··· Source ···
January 26, 2009 · Leave a Comment

Shurpa

Shurpa

When I say we cooked yesterday, I mean we really cooked. In addition to Nora’s Salad and Damlyama, we also made Shurpa. Shurpa is a rich and brothy lamb soup that warms your soul. There are many variations, mainly having to do with vegetables and garbanzo beans. My dad likes garbanzo beans in shurpa and that’s how we made it back home, so that’s how we made it here too, though many people leave out the garbanzo beans. The main thing to keep in mind is that you want the broth to be clear and free of color. Take a look at the picture at the bottom of this post. That is why the vegetables are generally whole or halved. But here is our version. Nora, please correct me where/if I missed anything.

Veggies in Shurpa

Veggies in Shurpa. See the carrots, onion, greens, and pepper chunks? See the floating tomato half?

Ingredients:
2 whole carrots
1 small onion whole
1 tomato (we used Roma) cut in half
1/2 red pepper (cut 2 sides off)
2 lbs of garbanzo beans (we used 2 1-lb cans drained)
1/2 large onion cut into half moons
2 lbs of lamb (get soup bones, not just the fleshy bits)
1.5 – 2 LB of potatoes
Salt, black pepper (whole, not ground!), cumin (all to taste)
parsley and dill (about 10 stems or so whole, if they’re kinda full)
parsley and dill for garnish (put into each plate, about a teaspoon each plate)
···
### Problem
Retype the passage of the shurpa recipe above between "1/2 large onion" and "teaspoon each plate)", inclusive, word for word.
··· Excerpted data ···
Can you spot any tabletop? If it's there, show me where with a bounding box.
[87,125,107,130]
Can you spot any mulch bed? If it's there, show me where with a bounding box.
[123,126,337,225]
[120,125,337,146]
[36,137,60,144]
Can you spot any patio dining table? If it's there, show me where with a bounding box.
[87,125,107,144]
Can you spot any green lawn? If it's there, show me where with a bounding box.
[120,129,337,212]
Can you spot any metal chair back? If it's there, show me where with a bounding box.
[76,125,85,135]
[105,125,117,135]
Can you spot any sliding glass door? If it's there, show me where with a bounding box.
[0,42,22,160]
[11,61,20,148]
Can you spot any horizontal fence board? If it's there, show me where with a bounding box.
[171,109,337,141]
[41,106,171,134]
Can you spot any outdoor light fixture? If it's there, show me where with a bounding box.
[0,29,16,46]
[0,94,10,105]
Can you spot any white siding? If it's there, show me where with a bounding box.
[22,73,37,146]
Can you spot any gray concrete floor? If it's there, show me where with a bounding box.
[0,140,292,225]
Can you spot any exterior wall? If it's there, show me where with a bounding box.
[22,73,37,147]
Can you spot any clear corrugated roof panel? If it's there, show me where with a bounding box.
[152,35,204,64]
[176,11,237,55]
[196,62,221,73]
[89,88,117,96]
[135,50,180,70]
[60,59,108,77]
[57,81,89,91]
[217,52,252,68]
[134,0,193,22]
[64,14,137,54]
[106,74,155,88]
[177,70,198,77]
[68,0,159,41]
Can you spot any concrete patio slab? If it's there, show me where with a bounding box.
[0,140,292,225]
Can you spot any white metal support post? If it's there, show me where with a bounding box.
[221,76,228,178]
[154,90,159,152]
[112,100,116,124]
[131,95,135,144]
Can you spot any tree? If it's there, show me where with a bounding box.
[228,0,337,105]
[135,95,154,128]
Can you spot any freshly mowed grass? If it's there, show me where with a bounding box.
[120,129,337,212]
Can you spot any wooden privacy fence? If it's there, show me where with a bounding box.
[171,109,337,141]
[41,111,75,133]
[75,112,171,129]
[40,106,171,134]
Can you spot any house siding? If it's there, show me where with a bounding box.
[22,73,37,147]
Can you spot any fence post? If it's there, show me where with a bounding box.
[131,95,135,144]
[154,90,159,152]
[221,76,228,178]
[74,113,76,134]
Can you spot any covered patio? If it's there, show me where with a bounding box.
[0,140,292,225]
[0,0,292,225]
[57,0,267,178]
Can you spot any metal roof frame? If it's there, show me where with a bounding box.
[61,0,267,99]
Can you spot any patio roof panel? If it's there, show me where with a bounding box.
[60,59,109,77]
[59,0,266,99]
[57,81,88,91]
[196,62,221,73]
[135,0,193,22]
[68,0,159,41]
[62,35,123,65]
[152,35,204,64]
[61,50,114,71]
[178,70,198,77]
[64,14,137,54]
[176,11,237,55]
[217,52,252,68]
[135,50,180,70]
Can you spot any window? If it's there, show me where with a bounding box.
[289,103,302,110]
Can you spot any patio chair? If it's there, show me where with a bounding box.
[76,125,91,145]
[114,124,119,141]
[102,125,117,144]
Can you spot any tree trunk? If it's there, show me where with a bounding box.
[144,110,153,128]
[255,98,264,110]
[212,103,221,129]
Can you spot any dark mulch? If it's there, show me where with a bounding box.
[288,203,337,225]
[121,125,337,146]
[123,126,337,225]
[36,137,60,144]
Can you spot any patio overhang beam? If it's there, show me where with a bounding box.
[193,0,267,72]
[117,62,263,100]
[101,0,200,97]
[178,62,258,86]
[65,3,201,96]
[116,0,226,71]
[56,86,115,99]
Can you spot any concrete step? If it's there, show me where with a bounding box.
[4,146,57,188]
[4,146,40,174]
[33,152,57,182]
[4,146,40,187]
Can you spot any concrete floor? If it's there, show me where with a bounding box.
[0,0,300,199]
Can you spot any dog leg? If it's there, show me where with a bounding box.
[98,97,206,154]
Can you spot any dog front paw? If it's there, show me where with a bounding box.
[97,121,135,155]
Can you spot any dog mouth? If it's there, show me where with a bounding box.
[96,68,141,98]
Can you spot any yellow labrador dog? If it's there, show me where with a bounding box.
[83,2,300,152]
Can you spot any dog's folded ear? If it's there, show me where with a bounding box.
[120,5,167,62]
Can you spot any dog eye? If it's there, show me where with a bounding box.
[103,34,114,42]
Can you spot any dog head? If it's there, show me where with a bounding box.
···
### Reply to the exercise
1/2 large onion cut into half moons
2 lbs of lamb (get soup bones, not just the fleshy bits)
1.5 – 2 LB of potatoes
Salt, black pepper (whole, not ground!), cumin (all to taste)
parsley and dill (about 10 stems or so whole, if they’re kinda full)
parsley and dill for garnish (put into each plate, about a teaspoon each plate)